▶ **Selected excerpt**:

Oil was down Wednesday morning in Asia, with investors digesting a surprise build in U.S. crude oil supplies and continuing to assess the impact of surging COVID-19 cases on fuel demand.
Brent oil futures were down 0.46% to $69.03 by 1:38 AM ET (5:38 AM GMT) and WTI futures fell 0.51% to $66.86.
U.S. crude oil supply data from the American Petroleum Institute released on Tuesday showed a build of 806,000 barrels for the week ended Jul. 16. Forecasts prepared by Investing.com had predicted a draw of 4.167 million barrels, while a 4.079-million-barrel draw was recorded during the previous week.
Should the build be confirmed in crude oil supply data from the U.S. Energy Information Administration, due later in the day, it would be the first since May.

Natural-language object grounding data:
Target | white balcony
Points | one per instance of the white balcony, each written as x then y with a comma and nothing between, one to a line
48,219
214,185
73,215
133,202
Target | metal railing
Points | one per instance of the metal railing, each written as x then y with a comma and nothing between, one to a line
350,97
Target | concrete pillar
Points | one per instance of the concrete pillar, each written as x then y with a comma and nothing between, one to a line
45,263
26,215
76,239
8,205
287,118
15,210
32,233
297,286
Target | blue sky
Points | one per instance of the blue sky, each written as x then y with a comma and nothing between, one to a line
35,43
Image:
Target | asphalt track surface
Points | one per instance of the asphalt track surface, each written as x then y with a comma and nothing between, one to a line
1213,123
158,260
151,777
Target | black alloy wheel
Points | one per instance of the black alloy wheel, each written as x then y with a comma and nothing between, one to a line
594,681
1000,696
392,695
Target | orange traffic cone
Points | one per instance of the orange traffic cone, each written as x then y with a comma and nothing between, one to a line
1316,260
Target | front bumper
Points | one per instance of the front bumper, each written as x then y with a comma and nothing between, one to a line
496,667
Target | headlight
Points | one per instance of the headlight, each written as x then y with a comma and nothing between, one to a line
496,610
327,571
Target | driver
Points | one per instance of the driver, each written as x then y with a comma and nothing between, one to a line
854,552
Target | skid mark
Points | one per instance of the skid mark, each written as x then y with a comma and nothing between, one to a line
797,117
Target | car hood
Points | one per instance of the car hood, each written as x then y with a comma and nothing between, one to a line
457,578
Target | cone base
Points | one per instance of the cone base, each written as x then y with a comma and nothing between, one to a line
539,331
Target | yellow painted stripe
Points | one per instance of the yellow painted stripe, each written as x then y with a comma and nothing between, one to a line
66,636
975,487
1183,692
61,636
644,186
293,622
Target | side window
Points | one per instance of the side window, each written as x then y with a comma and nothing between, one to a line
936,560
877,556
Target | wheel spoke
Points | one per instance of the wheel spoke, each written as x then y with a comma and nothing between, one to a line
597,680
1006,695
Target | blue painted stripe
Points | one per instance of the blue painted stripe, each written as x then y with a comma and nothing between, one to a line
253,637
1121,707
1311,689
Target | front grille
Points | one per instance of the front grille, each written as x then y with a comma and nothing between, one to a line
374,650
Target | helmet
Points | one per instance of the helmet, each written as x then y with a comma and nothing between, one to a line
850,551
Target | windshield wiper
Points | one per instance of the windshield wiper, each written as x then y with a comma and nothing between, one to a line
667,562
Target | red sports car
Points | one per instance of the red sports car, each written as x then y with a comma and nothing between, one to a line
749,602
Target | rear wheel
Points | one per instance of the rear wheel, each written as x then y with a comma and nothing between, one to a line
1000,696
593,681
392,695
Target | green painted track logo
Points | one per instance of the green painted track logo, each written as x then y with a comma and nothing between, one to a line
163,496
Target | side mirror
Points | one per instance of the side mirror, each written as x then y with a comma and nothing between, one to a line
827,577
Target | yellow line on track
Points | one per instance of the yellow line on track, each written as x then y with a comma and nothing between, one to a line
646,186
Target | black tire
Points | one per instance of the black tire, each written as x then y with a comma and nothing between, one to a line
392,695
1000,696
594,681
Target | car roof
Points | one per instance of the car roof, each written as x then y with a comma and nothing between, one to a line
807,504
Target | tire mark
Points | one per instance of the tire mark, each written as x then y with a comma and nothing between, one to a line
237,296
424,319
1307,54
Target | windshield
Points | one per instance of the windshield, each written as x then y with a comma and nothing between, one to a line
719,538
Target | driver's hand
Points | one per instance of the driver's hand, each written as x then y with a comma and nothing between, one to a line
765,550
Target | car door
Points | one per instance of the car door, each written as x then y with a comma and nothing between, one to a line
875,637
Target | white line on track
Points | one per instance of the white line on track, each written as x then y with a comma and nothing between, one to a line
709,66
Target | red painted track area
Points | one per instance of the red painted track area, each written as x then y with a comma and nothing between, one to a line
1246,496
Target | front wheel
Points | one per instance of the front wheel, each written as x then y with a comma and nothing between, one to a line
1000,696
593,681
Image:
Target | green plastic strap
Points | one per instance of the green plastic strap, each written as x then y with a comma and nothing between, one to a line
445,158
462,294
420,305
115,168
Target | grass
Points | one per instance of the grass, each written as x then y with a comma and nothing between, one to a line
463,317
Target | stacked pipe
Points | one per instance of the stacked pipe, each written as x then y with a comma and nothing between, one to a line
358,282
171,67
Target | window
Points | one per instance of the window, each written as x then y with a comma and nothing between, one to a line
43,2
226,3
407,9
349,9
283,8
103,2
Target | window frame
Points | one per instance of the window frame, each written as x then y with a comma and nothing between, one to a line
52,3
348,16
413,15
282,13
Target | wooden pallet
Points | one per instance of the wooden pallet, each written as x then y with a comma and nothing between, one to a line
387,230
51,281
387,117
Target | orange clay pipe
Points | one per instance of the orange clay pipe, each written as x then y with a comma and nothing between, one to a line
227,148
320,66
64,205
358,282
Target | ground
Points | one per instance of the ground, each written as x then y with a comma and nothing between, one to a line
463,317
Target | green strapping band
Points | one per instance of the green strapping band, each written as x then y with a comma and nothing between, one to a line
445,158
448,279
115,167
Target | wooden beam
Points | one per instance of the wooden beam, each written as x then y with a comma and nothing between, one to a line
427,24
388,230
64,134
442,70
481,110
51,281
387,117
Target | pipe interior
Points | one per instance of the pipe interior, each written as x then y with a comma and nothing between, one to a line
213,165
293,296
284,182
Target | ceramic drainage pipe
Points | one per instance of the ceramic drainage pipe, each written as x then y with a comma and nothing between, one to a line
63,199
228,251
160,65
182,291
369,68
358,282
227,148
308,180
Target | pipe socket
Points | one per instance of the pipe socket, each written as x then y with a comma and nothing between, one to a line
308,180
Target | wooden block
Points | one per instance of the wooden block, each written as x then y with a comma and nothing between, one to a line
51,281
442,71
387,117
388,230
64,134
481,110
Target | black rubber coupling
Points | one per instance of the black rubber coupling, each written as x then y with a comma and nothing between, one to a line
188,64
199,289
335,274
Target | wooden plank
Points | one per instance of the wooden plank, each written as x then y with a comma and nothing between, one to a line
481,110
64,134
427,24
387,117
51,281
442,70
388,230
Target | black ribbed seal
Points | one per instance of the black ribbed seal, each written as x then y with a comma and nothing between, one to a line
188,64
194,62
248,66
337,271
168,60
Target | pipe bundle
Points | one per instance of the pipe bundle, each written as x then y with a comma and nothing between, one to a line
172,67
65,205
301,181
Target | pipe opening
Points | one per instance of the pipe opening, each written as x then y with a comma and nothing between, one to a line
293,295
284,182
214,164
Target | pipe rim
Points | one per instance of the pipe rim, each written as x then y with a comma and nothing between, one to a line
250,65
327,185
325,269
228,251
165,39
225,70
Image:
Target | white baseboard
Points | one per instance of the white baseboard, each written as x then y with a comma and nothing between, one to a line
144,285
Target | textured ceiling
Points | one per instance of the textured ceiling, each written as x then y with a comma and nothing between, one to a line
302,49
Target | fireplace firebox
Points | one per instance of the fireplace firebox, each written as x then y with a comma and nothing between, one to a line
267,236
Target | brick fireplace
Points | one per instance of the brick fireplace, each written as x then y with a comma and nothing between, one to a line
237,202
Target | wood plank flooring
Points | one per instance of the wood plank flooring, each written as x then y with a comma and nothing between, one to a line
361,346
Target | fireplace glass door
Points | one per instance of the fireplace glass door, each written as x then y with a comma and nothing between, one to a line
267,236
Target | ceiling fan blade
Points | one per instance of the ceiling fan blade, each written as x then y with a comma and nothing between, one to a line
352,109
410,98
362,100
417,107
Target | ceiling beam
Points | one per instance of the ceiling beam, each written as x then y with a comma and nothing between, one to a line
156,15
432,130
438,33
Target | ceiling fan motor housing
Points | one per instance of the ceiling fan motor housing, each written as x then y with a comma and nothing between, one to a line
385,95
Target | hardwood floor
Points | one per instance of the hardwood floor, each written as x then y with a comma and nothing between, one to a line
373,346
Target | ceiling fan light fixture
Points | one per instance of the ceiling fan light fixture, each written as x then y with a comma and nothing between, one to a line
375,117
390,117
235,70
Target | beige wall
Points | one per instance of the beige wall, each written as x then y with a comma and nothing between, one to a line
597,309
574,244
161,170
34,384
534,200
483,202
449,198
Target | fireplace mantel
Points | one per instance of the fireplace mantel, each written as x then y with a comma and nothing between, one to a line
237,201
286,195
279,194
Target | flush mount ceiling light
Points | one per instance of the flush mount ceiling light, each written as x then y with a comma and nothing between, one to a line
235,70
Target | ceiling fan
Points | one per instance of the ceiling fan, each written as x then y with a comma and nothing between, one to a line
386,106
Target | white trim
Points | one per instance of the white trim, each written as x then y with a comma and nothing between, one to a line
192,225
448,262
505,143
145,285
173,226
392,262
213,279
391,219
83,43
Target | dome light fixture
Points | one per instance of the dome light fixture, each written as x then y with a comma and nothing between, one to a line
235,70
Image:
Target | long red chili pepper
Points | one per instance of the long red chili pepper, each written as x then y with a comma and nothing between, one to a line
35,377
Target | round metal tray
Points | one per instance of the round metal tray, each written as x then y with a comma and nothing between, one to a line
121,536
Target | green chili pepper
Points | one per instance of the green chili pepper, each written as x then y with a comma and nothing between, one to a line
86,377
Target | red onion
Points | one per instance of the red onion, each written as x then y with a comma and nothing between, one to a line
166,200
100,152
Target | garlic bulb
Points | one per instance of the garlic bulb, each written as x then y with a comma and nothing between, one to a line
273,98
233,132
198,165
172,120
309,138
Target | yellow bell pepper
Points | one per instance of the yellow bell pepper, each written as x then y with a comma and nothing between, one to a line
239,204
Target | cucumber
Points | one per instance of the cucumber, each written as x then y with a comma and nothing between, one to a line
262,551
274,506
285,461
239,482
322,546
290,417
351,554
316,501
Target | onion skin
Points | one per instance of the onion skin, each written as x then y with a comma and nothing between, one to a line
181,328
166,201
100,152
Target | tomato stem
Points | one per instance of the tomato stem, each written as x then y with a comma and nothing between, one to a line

▶ **Exercises to complete**:
• a. Translate this sentence from the oil price report into Spanish: "Should the build be confirmed in crude oil supply data from the U.S. Energy Information Administration, due later in the day, it would be the first since May."
• b. Continue the oil price report, starting after its final sentence.

▶ **Activity answers**:
• a. Si el aumento se confirma en los datos de suministro de petróleo crudo de la Administración de Información Energética de EE. UU., que se publicarán más tarde ese día, sería el primero desde mayo.

• b.
Oil has been on a downward trend ever since hitting its highest levels since 2014 earlier in the month. The number of COVID-19 cases involving the Delta variant has soared globally and the Organization of Petroleum Exporting Countries and allies (OPEC+) resolutions of its dispute means increased production from August 2021 onwards.
This led Goldman Sachs Group Inc. (NYSE:GS) to warn oil will “gyrate,” and push back forecasts for a rally to $80 a barrel.
Some investors remained cautiously optimistic, however.
“The damage to re-openings from the Delta variant has certainly dented sentiment across the board when we look at commodities in general, but specifically to the oil markets... still, we would expect that the demand for oil continues to remain relatively robust. And we would expect
it to continue to recover,” UBS AG Wealth Management strategist Wayne Gordon told Bloomberg.
The black liquid’s losses were part of a widespread weakness across commodities, with gasoline, copper and iron ore also recording losses. The dollar, however, inched up on Wednesday, making commodities priced in the currency more expensive.